O roteiro foi escrito graças a um edital de desenvolvimento do Proac. A história ganhou visibilidade no Guiões, um festival para roteiros de Portugal. Com o Prodecine 1 (linha de financiamento do FSA), foi possível desenvolver todo o filme, já que todo o dinheiro pedido foi concedido, o que agilizou bastante o processo de produção do longa. Seu primeiro corte chegou ao Cine en Construcción, em Toulouse na França, em 2019, para onde deve voltar este ano, assim como no Guiões.

Para buscar a garota que viveria Helen, André foi nas próprias escolas públicas da região, até que encontrou Thalita Machado, que vive a protagonista. A ideia de ter como protagonista uma criança foi justamente para mostrar um contraste entre as mazelas dos moradores do bairro com a ingenuidade do olhar infantil.

“Tentei mostrar isso do ponto de vista de uma menina de 9 anos que ainda não foi sucumbida pela estrutura social, então, ela ainda acredita que é possível alguma coisa. Ainda há espaço para sonho. O objetivo dela é comprar uma caixa de maquiagem, que é uma coisa absurdamente banal e ingênuo”, ressaltou o diretor, que também enfatiza a realidade das crianças naquele lugar: “Fiquei muito no bairro, tentando dialogar com as coisas que aconteciam ali, vendo as crianças, elas reproduzem exatamente a mesma estrutura da família. Então, é muito difícil alguém conseguir quebrar essa estrutura social, e a Helen conseguiu por conta da avó. Então, achei que seria interessante, porque é isso, a vida daquelas crianças no bairro, elas estão ali correndo, não tem espaço de lazer, é uma periferia no centro. Tem alguns projetos que ajudam ali, mas pouca coisa e alguns com viés religioso. Mas isso não dá conta do bairro, nem 30% das crianças são contempladas, elas ficam soltas ali, vivendo aquele espaço. Isso me chamou muita atenção”.

---+---

→ Tarefas a realizar
1. Transcreva o trecho do texto sobre o filme que vai de "O roteiro foi" até "do olhar infantil.".
2. Liste todos os nomes de países e de cidades mencionados no texto sobre o filme.
3. Dê continuidade ao texto sobre o filme a partir do ponto em que ele termina.
As linhas fornecidas não são necessárias para este exercício.

→ Linhas fornecidas
---+---

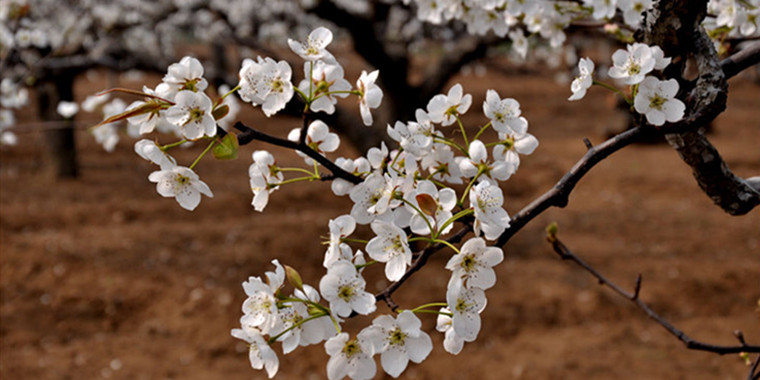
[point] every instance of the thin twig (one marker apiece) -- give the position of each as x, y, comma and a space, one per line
690, 343
249, 134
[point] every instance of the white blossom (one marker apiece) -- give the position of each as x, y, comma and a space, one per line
259, 352
398, 340
314, 47
584, 80
656, 100
504, 114
343, 288
487, 199
465, 305
352, 358
473, 265
444, 109
391, 247
266, 82
191, 113
371, 95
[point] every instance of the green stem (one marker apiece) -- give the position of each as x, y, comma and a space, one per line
444, 242
410, 204
166, 147
451, 143
296, 325
368, 263
299, 179
299, 170
461, 128
429, 305
458, 215
208, 148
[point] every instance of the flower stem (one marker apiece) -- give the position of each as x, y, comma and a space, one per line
613, 89
208, 148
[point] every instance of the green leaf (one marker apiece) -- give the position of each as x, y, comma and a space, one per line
227, 147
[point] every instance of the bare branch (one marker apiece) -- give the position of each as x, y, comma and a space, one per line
559, 194
690, 343
249, 134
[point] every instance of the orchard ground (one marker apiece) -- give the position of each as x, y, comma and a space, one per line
102, 278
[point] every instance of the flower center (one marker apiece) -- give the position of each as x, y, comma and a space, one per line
351, 348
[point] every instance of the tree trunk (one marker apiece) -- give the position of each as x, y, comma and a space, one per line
60, 139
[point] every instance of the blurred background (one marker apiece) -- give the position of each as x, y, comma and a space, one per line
100, 277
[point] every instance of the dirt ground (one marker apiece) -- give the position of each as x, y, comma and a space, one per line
102, 278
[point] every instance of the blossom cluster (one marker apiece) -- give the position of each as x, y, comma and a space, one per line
652, 97
436, 177
405, 195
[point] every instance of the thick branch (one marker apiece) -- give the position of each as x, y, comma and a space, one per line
418, 264
690, 343
559, 194
249, 134
704, 102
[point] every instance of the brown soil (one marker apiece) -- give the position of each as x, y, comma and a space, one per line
101, 277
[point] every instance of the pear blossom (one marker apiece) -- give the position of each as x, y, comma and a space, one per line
318, 137
264, 177
352, 358
314, 47
192, 114
186, 75
150, 151
373, 197
340, 227
67, 109
633, 10
519, 42
487, 199
398, 340
504, 114
656, 100
343, 288
295, 332
390, 246
633, 64
155, 117
584, 80
465, 305
411, 137
441, 202
602, 9
441, 163
260, 308
181, 183
452, 342
478, 163
259, 352
358, 167
473, 265
324, 82
266, 82
444, 109
510, 148
371, 95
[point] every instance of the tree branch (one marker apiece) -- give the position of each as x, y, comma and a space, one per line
558, 195
565, 254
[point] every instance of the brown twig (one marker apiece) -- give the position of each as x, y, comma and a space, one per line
565, 254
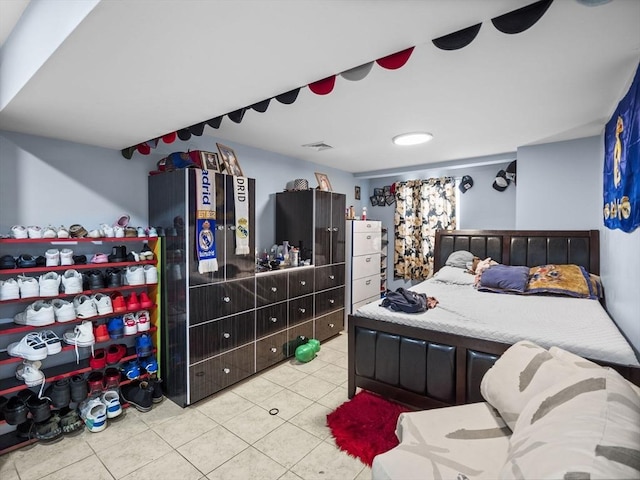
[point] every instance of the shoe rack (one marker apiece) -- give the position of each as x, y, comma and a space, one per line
63, 364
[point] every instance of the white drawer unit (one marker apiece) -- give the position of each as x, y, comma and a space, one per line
363, 242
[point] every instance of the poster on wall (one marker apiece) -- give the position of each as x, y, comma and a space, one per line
621, 177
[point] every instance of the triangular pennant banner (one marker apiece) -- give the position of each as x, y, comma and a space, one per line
521, 19
357, 73
459, 39
324, 86
395, 60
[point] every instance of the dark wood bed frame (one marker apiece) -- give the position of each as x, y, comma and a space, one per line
429, 369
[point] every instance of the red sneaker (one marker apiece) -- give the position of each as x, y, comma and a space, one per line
145, 301
115, 353
98, 360
101, 333
117, 300
132, 302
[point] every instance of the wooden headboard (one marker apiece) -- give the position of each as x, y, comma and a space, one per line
523, 247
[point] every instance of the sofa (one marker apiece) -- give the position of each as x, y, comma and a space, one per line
548, 414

---+---

→ Resultados do exercício
1.
O roteiro foi escrito graças a um edital de desenvolvimento do Proac. A história ganhou visibilidade no Guiões, um festival para roteiros de Portugal. Com o Prodecine 1 (linha de financiamento do FSA), foi possível desenvolver todo o filme, já que todo o dinheiro pedido foi concedido, o que agilizou bastante o processo de produção do longa. Seu primeiro corte chegou ao Cine en Construcción, em Toulouse na França, em 2019, para onde deve voltar este ano, assim como no Guiões.

Para buscar a garota que viveria Helen, André foi nas próprias escolas públicas da região, até que encontrou Thalita Machado, que vive a protagonista. A ideia de ter como protagonista uma criança foi justamente para mostrar um contraste entre as mazelas dos moradores do bairro com a ingenuidade do olhar infantil.

2. Portugal, Toulouse, França

3.
Por conta disso, não nasceu apenas Helen, mas também o curta-metragem Férias, que mostra como aquelas crianças ficam no período de férias no bairro, quando os pais estão trabalhando e os poucos projetos sociais também estão fechados. O curta foi lançado nesta edição do Festival de Tiradentes e também deve ganhar sua versão em longa-metragem. Inclusive, existe a possibilidade de Férias abrir algumas sessões especiais do longa Helen.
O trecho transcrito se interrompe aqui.